(begin)
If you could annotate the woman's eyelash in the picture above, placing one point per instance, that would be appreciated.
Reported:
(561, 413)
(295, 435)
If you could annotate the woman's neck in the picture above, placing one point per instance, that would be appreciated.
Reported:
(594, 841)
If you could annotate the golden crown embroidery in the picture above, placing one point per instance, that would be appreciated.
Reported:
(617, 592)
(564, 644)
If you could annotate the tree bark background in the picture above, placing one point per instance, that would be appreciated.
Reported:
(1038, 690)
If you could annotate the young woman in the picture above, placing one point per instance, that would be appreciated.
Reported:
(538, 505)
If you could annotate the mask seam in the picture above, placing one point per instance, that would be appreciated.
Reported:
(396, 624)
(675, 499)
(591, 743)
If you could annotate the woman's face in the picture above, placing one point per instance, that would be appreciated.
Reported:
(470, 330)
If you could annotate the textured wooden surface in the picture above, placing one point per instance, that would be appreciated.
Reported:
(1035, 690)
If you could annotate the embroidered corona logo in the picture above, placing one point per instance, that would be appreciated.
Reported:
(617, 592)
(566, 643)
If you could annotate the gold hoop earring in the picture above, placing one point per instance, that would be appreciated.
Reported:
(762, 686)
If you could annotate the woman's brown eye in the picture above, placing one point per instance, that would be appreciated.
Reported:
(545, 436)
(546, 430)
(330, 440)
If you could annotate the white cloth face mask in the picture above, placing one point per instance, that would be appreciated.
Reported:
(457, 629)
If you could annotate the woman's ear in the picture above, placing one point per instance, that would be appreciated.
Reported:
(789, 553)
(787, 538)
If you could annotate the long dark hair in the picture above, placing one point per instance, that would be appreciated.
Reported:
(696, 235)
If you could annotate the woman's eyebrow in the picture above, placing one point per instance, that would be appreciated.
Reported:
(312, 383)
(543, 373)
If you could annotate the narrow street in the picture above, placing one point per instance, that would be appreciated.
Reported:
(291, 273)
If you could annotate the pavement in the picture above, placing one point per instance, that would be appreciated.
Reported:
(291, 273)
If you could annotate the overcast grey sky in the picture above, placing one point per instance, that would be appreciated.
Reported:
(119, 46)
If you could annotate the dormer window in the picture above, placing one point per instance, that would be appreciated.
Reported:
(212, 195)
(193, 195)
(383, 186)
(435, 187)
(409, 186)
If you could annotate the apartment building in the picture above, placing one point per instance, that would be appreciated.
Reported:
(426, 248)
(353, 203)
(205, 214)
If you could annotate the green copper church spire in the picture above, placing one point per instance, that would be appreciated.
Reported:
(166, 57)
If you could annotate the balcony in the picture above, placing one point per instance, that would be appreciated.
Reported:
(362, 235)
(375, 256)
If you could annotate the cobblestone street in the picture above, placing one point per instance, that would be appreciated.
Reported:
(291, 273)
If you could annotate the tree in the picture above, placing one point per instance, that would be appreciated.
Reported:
(end)
__Directions__.
Take the entries and copy them out exactly.

__Written answer__.
If you could annotate the woman's eyelash in the picture above, placing one point per instance, that would be appreciated.
Reported:
(561, 413)
(295, 435)
If you could annotate the woman's neck in the picture above, placing one point per instance, that would be appreciated.
Reported:
(594, 841)
If you could annotate the golden crown embroidery in the picture above, placing one point per instance, that would be appreciated.
Reported:
(617, 592)
(564, 644)
If you could annotate the tree bark background in the picture above, placing one point per instance, that would be appreciated.
Reported:
(1038, 690)
If you could annotate the young woman in the picture above, placing one point per instance, that would be appreciated.
Reported:
(538, 505)
If you could annotate the mask seam in the picture above, placing one point per instance, that would be appreciated.
Reported:
(396, 624)
(675, 499)
(591, 743)
If you could annotate the woman's face in the picture above, placing one point per instance, that would be appreciated.
Reported:
(470, 330)
If you could annotate the textured wooden surface in the picture above, placing one point per instance, that would be appreciated.
Reported:
(1035, 690)
If you could annotate the embroidered corona logo in the picture above, placing one point per instance, that would be appreciated.
Reported:
(617, 592)
(566, 643)
If you could annotate the gold hoop earring in the picture above, placing one point per instance, that would be appreciated.
Reported:
(762, 686)
If you could annotate the woman's brown eye in the picture above, placing one point per instance, that would be appreciated.
Reported:
(545, 436)
(546, 430)
(330, 440)
If you could annotate the white cloth face mask in the picture above, placing one point per instance, that would be appreciated.
Reported:
(457, 629)
If you could annotate the woman's ear in the picture above, placing one point per instance, that would be appreciated.
Reported:
(789, 553)
(787, 538)
If you could annotate the long dark hair in the picture above, placing one point per instance, that would be appreciated.
Reported:
(696, 235)
If you could annotate the woman's eyebrow in the picture above, placing one point per instance, that would be appreciated.
Reported:
(312, 383)
(543, 373)
If you could annotate the narrow street in the picture above, placing one point per instance, that would be appreciated.
Reported:
(291, 273)
If you could annotate the pavement in the picture above, placing one point per instance, that would be appreciated.
Reported:
(291, 273)
If you could annotate the overcast grey sky in the picture above, placing one point per instance, that would be appreciated.
Reported:
(119, 46)
If you could annotate the dormer window in the picture above, placing one point per instance, that would be appreciated.
Reported:
(212, 195)
(193, 195)
(383, 186)
(435, 187)
(409, 186)
If you could annotate the apartment building in the picture above, placing one point per instance, that would be appreciated.
Reported:
(426, 248)
(353, 203)
(205, 214)
If you could annotate the green copper church spire in the picture above, placing one point per instance, that would be appreciated.
Reported:
(166, 57)
If you could annotate the balcony in the picture above, placing one point per instance, that would be appreciated.
Reported:
(362, 235)
(375, 256)
If you could annotate the cobblestone street in the picture above, placing one point per instance, that would be appreciated.
Reported:
(291, 273)
If you could annotate the tree in the picture above, placing one point per instance, that would be appreciated.
Reported:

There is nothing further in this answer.